— Excerpt to read —

'''

The economy is practically on a halt with the metro traffic as low as 90% when compared to the last year; coal-fired power plants are not firing on all four cylinders, let alone on all eight. Now it all depends on how quickly the measures are taken to control the virus. Oxford Economics said it still expected the impact of the illness to be limited to China and have a significant, but the short-term impact, bringing world GDP growth just 0.2% lower than January at 2.3%.
This is not the first time that China has faced this kind of trouble. In 2003, another corona-virus, Severe Acute Respiratory Syndrome (SARS), which lasted for eight months, disturbed the Chinese market for the short term. Optimists believe that the behaviour of the market is thus temporary, and it will be restored by the second quarter.
Another reason why it is unfavourable for the Chinese economy to incur losses, in the long run, is the rapid expansion of their digital economy. Of the total retail sales, 35.3% amounts to online purchases. Mobile internet penetration is very high and rising, and China is currently the leader in possessing the most advanced mobile payment systems.
All of this points to a massive potential for the Chinese economy to tap into the digital market, especially into existing scenarios where major cities are in lockdown, and the movement of the citizens is restricted. With the rise in digital opportunities, employees will be able to continue performing their jobs via work from home with the help of various online platforms.
The Indian economy was already trying to recover from the slowdown, and now the Coronavirus outbreak has reduced the chances even more. The supply chains and import-export between countries across the world have been drastically affected. Unfortunately, India is amongst those countries. Despite China being India’s competitor, the economic slowdown in China has turned out to be unfavourable for India.
This is because China alone accounts for 18% of the total imports by India. India imports electrical components, pharmaceuticals, automobile components, plastic goods, etc. from China.
Since China is not able to meet these demands, India is forced to find alternative countries for these imports like Japan, South Korea, Germany, but these countries, too, are not perfect substitutes for all the imports. The electrical industry has taken a hit as individual parts cannot be imported from China, and it is not possible for India to manufacture these parts themselves in such a short period.
Indian exports are also being affected by the spread of Coronavirus as imports from China are temporarily on a halt, procurement of certain parts which are required for the shipping of finished goods has become an obstacle. Other than that, China accounts for 9% of the total export, and out of the total petrochemicals produced in India, 34% of it is exported to China. With a sudden drop in the demand for consumer goods, this export market has fallen.
Apart from import-export, the tourism industry has slowed down as people are refraining themselves from going to international trips, especially to Asian countries.
Stock markets across the world have remained highly volatile in the last many days. In India, the 30-share BSE barometer on 2nd March closed 153.27 points or 0.40% lower at 38,144.02, and the broader Nifty closed lower by 69 points or 0.62% at 11,132.75. The Sensex has fallen nearly 1300 points from highs.
On the other hand, if the Coronavirus outbreak affects the Chinese economy in the long term, possibilities are that the MNCs will start looking for alternative countries for their supply chains, and this opportunity could be grabbed by the Indian manufacturers to reduce unemployment and foster industrial growth.
Irrespective of the pros and cons, Coronavirus outbreak should be controlled as soon as possible or else the situation will get a lot worse and could possibly lead to a global recession.

'''

— Parts of the exercise —
[a] In the excerpt on the coronavirus's economic impact, update the passage from "This is not" up to and including "mobile payment systems." so that "Some analysts" replaces "Optimists".
[b] According to the excerpt on the coronavirus's economic impact, what share of India's total imports comes from China?

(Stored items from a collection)

'''

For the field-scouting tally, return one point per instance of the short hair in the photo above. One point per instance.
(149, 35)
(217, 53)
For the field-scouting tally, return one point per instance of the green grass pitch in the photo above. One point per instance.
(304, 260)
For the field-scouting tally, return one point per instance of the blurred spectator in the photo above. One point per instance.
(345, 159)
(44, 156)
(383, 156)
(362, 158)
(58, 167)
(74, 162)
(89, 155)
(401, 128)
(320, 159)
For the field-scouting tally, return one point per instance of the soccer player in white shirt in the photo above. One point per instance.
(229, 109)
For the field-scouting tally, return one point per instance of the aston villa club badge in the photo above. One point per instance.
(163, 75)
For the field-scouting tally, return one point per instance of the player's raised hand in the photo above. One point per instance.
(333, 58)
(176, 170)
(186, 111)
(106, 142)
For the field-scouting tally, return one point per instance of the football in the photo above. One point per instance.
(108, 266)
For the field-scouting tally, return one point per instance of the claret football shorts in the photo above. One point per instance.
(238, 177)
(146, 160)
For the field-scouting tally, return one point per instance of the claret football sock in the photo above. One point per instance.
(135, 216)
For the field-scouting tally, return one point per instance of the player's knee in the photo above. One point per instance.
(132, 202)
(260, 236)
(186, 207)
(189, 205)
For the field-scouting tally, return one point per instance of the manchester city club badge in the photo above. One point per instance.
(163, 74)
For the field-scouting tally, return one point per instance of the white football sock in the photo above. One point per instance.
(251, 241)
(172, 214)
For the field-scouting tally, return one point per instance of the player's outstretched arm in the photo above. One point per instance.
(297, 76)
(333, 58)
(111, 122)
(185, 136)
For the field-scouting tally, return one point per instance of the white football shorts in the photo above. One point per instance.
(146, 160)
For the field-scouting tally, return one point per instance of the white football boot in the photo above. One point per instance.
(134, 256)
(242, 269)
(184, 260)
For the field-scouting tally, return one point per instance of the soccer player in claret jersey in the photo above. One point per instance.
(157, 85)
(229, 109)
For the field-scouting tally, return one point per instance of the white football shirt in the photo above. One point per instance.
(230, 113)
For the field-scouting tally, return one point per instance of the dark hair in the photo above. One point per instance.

'''
'''

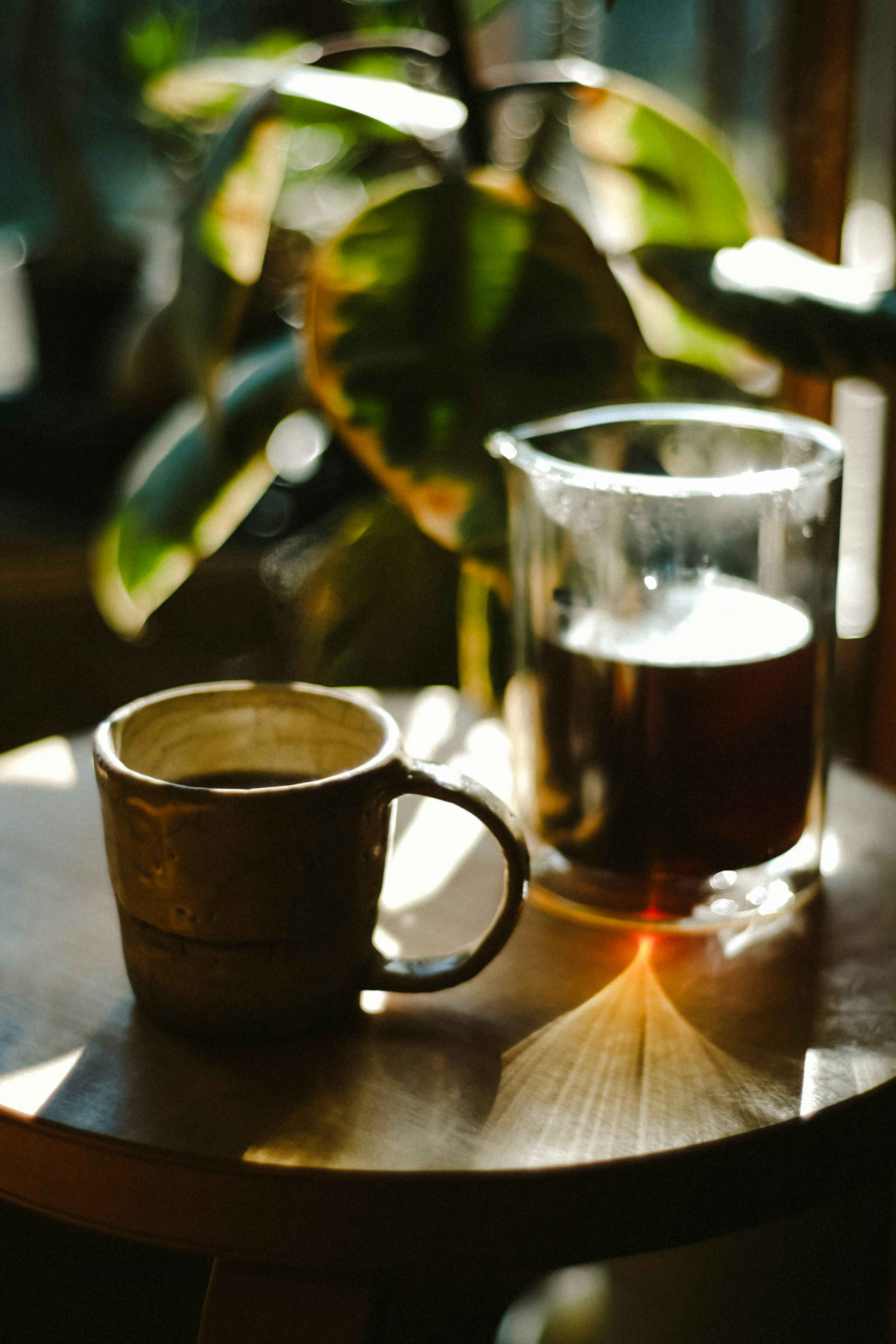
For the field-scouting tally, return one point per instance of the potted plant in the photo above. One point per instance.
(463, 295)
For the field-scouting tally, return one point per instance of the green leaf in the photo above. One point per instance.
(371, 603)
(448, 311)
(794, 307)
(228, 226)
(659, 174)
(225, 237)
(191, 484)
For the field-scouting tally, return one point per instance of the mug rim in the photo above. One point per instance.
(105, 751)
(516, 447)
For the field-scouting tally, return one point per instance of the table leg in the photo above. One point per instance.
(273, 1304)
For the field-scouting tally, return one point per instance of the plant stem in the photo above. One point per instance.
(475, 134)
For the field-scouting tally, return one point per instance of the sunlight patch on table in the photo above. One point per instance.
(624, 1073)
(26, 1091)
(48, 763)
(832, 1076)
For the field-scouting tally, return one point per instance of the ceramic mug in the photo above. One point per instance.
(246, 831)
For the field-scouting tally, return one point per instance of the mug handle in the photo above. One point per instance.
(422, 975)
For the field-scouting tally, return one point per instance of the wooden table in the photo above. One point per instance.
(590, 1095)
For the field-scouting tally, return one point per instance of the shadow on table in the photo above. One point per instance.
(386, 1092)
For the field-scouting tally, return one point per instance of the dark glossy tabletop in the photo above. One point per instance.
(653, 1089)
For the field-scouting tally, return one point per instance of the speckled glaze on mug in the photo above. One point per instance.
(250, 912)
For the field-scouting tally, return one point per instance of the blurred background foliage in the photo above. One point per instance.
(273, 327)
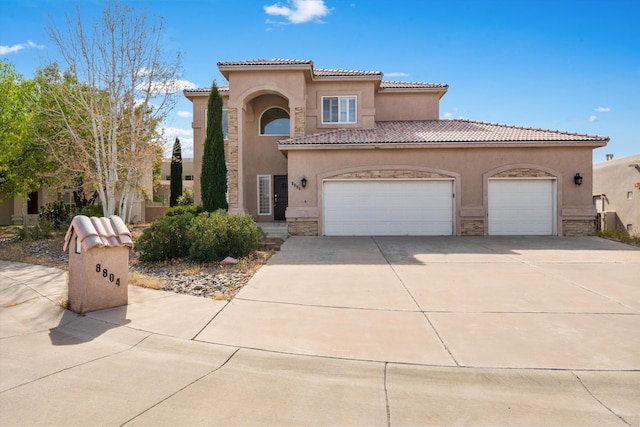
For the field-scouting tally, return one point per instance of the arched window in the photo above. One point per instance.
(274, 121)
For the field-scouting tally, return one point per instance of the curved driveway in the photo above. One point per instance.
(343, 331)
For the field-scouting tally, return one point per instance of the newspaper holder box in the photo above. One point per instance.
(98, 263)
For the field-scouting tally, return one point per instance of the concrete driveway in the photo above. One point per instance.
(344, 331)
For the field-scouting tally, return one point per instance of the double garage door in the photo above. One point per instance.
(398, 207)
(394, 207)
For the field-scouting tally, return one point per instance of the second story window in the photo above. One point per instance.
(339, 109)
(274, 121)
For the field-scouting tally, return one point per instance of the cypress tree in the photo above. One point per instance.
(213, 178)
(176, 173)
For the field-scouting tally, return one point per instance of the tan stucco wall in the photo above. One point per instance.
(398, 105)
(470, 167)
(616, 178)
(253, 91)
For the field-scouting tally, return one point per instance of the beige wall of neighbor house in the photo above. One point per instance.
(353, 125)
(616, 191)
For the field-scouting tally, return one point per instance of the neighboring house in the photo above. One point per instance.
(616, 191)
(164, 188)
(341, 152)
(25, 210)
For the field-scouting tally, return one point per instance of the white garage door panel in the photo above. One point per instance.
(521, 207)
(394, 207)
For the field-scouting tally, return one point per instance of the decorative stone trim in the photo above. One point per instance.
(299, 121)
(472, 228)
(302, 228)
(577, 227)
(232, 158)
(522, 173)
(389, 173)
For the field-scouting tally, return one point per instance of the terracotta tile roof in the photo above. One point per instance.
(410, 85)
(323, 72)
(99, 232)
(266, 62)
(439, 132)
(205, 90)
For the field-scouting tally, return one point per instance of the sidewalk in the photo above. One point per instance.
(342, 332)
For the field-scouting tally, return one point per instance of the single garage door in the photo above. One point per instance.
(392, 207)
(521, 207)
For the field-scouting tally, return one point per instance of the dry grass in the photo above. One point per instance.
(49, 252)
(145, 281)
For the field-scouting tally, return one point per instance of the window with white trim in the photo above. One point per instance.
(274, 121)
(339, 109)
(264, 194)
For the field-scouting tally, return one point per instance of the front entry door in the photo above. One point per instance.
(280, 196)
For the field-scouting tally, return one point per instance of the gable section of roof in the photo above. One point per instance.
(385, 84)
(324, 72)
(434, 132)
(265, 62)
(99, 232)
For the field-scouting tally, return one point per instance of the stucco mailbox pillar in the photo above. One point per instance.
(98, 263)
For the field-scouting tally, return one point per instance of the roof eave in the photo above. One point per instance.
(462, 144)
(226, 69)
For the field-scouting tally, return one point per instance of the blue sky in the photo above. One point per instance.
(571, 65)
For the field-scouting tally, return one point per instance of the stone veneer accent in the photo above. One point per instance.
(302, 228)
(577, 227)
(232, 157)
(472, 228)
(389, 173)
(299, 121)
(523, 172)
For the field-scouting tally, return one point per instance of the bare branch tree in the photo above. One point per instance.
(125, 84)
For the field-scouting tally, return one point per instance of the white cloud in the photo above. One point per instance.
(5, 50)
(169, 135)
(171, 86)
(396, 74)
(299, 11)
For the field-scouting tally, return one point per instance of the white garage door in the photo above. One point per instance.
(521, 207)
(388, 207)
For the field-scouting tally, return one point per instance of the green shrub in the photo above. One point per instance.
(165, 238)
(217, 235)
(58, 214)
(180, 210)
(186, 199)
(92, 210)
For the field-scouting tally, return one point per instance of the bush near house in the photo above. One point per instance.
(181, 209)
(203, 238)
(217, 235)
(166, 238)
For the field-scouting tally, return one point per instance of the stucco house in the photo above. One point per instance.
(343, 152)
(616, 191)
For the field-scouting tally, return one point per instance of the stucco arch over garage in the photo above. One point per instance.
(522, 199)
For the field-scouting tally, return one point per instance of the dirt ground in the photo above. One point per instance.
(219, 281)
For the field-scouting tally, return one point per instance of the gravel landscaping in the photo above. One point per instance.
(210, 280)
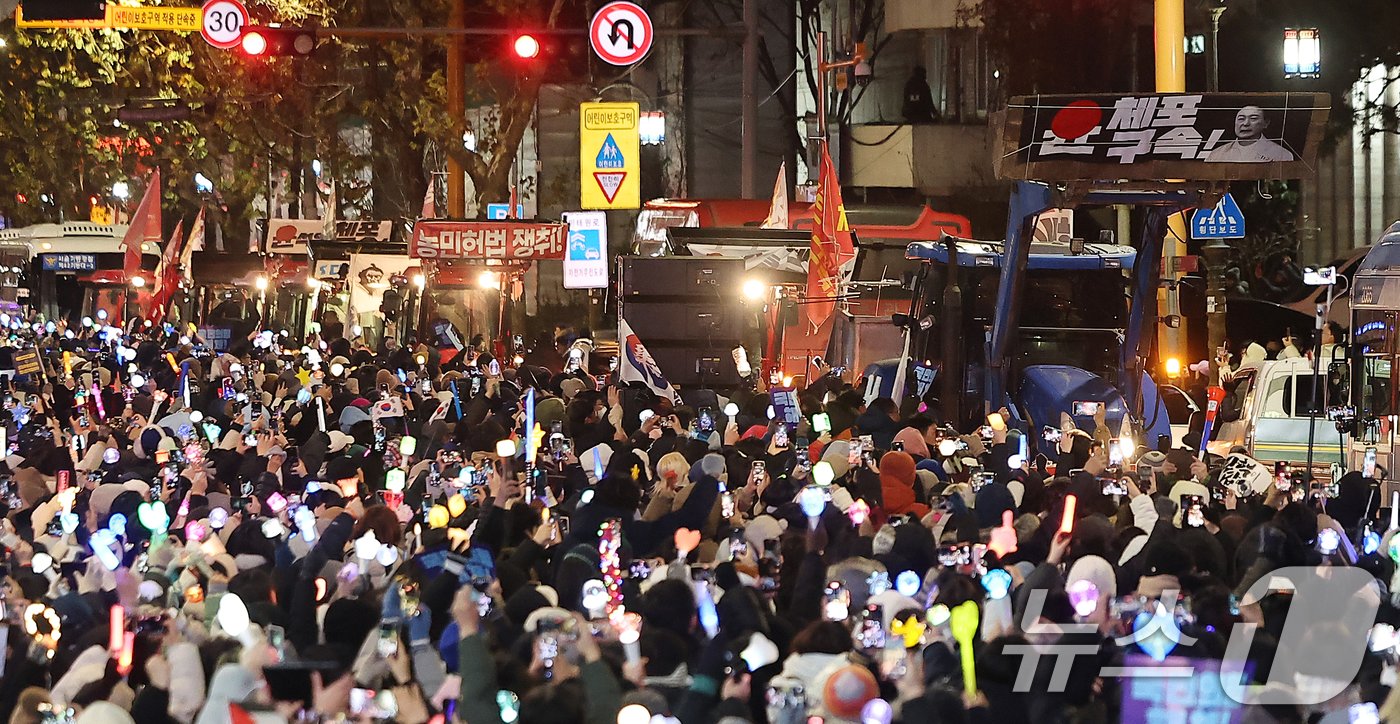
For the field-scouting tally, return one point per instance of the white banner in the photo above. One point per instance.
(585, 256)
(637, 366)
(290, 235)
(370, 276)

'''
'''

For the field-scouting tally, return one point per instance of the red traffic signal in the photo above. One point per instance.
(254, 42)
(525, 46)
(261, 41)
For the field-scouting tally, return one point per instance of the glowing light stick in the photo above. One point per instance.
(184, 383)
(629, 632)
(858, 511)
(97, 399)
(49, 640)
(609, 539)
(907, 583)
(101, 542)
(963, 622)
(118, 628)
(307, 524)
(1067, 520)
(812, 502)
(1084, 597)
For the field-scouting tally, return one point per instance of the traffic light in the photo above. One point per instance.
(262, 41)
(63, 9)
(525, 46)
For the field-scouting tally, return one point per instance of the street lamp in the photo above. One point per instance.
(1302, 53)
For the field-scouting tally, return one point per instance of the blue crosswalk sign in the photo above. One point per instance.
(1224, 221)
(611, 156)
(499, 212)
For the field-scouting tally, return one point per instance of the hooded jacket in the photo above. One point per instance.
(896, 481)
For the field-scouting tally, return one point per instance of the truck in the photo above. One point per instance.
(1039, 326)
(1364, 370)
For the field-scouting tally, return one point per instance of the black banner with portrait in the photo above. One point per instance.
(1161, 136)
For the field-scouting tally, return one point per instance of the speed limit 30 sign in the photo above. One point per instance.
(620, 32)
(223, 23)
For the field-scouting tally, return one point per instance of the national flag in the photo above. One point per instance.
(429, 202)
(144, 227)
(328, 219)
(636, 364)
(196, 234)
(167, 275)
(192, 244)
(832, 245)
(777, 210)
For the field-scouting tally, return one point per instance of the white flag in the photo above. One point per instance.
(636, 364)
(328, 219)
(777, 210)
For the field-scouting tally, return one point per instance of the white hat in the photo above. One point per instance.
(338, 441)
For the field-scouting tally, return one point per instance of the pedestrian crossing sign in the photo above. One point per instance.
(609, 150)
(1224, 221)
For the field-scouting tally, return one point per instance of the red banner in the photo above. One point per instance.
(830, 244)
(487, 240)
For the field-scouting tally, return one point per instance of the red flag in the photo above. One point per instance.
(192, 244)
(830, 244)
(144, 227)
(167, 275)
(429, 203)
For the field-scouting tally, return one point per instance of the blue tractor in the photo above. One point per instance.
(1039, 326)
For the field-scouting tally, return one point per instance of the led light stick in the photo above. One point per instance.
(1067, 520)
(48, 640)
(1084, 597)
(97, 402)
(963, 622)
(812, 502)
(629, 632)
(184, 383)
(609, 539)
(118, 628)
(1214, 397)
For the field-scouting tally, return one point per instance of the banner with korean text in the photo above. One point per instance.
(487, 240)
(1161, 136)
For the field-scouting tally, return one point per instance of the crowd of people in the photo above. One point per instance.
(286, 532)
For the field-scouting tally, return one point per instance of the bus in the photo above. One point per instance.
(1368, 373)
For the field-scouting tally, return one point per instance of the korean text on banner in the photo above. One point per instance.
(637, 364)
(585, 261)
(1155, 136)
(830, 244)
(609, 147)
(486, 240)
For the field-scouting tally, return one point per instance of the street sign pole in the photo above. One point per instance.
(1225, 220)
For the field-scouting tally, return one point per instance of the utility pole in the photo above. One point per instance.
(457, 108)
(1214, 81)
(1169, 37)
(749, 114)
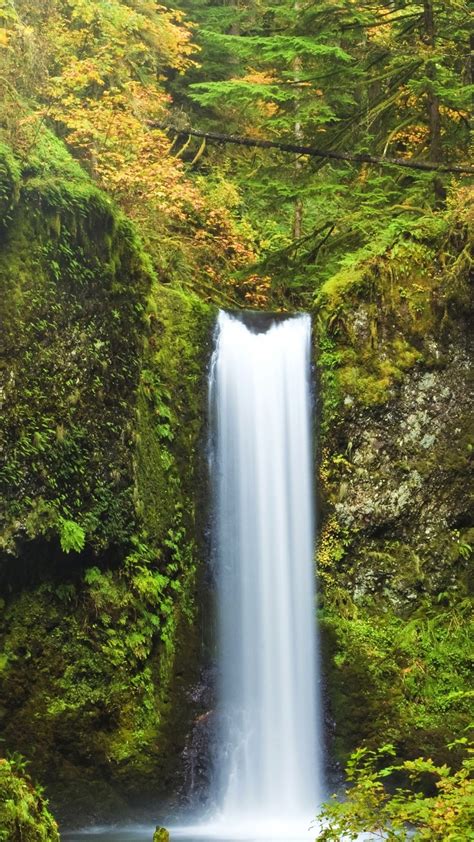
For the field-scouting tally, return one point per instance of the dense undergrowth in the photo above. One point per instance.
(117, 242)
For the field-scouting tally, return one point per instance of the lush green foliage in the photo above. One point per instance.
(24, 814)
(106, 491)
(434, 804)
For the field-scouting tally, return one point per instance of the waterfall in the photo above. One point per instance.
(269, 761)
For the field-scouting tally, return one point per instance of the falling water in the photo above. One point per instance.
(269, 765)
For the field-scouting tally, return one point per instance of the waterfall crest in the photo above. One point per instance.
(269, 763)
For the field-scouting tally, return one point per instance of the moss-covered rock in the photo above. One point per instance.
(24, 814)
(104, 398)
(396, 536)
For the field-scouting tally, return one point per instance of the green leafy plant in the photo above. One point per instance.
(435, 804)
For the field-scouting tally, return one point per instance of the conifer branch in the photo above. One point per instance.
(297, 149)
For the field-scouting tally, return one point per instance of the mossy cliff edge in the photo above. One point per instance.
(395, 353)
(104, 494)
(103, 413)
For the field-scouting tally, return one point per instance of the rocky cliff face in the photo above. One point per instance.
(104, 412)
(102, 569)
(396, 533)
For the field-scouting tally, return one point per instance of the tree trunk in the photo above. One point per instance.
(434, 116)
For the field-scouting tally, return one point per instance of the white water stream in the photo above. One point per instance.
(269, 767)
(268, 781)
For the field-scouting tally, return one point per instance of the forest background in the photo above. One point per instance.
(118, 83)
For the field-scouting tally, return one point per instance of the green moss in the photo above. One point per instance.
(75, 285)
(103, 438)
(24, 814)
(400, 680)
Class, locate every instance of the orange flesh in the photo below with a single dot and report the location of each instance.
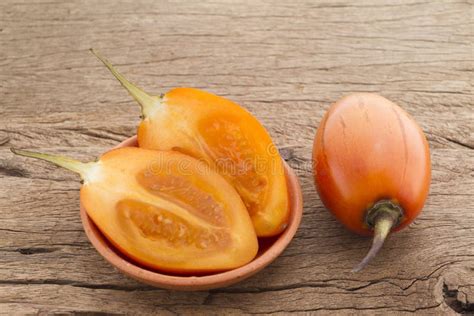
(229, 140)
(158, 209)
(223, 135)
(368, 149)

'''

— Results for each task —
[a]
This is not the first time that China has faced this kind of trouble. In 2003, another corona-virus, Severe Acute Respiratory Syndrome (SARS), which lasted for eight months, disturbed the Chinese market for the short term. Some analysts believe that the behaviour of the market is thus temporary, and it will be restored by the second quarter.
Another reason why it is unfavourable for the Chinese economy to incur losses, in the long run, is the rapid expansion of their digital economy. Of the total retail sales, 35.3% amounts to online purchases. Mobile internet penetration is very high and rising, and China is currently the leader in possessing the most advanced mobile payment systems.

[b] 18%